Given instruction:
Print the stretch of the records from the line that contains "Keypoint rule: one marker on every instance of the rear spoiler" through the end of the records, inclusive, reproducing each line verbatim.

Records of labeled points:
○ ○ ○ ○ ○

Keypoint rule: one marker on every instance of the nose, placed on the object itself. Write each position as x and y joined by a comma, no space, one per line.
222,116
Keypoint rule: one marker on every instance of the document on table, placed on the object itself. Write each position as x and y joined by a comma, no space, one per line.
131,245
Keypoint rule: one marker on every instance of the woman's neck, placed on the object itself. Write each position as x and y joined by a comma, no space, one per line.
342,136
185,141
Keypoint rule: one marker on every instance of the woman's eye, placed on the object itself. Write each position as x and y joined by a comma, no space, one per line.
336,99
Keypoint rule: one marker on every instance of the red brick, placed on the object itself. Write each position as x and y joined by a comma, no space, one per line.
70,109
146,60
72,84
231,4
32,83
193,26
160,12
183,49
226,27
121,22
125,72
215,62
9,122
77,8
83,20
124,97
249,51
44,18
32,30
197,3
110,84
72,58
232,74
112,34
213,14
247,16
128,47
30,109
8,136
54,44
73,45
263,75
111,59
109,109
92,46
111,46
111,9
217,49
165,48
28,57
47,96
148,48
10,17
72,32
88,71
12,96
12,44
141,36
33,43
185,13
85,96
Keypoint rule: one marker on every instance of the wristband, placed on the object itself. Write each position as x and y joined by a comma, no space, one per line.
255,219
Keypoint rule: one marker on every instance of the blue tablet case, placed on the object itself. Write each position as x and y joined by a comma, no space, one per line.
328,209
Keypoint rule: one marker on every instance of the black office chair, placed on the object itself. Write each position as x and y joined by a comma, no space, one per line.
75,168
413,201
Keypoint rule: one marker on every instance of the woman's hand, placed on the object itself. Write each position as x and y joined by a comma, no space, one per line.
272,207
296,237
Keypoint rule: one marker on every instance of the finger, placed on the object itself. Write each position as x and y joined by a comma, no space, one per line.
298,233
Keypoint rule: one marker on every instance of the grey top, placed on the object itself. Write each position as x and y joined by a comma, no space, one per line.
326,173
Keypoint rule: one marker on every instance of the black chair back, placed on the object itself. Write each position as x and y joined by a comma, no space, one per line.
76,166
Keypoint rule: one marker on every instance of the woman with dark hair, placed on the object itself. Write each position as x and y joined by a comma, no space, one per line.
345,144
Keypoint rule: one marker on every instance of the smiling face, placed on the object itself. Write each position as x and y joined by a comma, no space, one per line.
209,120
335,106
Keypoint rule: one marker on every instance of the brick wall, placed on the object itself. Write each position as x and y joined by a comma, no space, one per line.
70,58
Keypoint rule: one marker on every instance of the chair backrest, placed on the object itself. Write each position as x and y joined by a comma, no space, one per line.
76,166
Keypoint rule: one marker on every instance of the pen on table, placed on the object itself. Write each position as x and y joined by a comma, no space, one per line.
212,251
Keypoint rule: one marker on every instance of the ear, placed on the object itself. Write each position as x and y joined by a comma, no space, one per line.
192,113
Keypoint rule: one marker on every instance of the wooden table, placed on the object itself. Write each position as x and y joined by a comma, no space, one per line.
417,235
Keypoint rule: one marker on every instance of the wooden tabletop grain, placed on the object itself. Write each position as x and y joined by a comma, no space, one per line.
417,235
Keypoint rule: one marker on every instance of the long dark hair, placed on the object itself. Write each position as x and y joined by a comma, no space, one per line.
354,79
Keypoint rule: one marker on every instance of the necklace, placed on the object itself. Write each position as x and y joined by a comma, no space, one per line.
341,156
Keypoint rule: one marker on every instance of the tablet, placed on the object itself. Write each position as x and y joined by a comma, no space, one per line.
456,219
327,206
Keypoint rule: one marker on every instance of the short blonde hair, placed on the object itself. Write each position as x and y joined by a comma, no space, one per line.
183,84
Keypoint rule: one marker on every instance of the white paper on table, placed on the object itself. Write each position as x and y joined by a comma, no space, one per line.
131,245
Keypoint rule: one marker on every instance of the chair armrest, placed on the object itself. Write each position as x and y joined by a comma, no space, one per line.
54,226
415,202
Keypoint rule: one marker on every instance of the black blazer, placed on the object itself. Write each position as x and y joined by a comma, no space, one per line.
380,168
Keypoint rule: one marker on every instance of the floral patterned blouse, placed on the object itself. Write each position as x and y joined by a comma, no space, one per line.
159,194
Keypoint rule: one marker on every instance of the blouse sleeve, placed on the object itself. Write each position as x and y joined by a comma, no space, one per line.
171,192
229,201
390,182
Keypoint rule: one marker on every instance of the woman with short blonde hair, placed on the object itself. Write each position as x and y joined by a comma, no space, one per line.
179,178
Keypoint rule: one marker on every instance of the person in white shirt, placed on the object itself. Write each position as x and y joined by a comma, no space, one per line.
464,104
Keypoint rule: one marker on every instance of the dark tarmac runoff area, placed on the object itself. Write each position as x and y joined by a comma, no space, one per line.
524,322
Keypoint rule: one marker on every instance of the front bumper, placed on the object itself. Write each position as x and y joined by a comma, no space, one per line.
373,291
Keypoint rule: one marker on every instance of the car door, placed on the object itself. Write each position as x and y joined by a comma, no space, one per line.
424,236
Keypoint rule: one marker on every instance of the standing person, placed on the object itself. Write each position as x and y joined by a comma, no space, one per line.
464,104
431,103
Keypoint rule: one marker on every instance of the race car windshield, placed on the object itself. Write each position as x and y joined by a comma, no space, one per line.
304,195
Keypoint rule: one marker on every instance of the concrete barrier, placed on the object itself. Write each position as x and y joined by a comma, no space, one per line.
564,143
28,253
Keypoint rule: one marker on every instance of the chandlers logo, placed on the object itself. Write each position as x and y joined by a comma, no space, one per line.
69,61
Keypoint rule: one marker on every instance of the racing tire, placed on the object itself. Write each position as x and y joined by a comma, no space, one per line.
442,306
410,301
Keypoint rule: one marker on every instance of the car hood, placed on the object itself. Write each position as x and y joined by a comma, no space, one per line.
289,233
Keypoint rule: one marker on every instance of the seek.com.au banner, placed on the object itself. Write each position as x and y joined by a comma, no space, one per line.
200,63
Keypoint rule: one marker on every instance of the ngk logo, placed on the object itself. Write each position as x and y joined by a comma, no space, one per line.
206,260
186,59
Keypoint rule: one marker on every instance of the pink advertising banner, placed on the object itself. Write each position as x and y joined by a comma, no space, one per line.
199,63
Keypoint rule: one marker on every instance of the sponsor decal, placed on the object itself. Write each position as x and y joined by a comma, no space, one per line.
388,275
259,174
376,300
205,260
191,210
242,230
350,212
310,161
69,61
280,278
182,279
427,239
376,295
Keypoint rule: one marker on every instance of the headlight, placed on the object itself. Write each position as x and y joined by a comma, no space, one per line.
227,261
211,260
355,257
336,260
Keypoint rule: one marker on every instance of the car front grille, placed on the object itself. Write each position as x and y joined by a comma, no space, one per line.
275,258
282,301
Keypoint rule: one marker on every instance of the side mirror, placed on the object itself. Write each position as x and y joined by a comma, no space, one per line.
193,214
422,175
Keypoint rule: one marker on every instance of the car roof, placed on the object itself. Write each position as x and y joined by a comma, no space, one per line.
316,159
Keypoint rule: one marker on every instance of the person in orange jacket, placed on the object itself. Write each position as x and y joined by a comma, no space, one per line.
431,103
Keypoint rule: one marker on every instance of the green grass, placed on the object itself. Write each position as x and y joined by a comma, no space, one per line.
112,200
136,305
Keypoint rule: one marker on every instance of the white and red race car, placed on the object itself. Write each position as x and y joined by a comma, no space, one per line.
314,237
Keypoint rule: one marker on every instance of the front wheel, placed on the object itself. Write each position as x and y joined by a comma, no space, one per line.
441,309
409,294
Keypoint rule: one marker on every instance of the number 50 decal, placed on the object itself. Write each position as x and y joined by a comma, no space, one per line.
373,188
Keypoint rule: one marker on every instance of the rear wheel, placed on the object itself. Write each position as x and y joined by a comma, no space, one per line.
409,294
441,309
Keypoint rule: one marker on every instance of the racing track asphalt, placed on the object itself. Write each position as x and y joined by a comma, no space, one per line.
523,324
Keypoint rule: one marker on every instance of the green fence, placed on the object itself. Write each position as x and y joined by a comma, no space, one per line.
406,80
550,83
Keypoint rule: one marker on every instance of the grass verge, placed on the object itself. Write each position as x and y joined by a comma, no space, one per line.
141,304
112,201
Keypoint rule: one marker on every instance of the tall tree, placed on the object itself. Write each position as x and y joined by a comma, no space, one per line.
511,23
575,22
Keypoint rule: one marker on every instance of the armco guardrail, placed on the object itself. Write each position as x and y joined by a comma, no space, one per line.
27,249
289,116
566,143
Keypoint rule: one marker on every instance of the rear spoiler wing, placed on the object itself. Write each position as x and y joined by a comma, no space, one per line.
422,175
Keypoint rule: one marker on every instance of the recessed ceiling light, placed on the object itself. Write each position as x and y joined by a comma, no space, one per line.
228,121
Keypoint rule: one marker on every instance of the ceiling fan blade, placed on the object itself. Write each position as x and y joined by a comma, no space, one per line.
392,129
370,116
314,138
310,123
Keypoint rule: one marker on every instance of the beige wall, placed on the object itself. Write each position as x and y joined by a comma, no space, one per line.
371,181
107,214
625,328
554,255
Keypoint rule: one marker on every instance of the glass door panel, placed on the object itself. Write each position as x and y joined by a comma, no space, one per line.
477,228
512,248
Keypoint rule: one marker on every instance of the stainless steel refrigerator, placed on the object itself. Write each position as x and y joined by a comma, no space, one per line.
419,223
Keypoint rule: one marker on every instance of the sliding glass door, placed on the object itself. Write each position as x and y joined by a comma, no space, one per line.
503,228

○ ○ ○ ○ ○

Written solution:
Keypoint rule: one marker on every instance of the rear spoiler wing, placed on the object itself. Write each position as x and y joined by a comma, no space, one per line.
422,175
Keypoint rule: one marker on every instance of the recessed ceiling light, placed on the object itself. Write each position as x and y joined by a comma, no space, one per line.
228,121
Keypoint rule: one marker on every instance of the ceiling fan blade, placed on the object itself. Write each position as x and y joined by a comma, no space, one per line.
392,129
370,116
314,138
310,123
Keypoint rule: one marker on every instance of the beige wall, placed on the object itself. Write each position as x and y joined by a comma, no space, one per line.
371,181
107,214
625,328
554,255
Keypoint rule: one marker on every instance of the glass door panel, placed on the object itself. Write each position as x and y joined by a comma, no space, one per line.
477,228
512,248
Keypoint rule: one marker on every instance of the stainless steel refrigerator, placed on the object itself. Write each position as x and y joined by a comma, no space, one per line.
419,223
Keypoint rule: one marker on every instance of the sliding glass door, placed on the object itself. Write each position as x and y joined by a comma, no space, one per line.
503,228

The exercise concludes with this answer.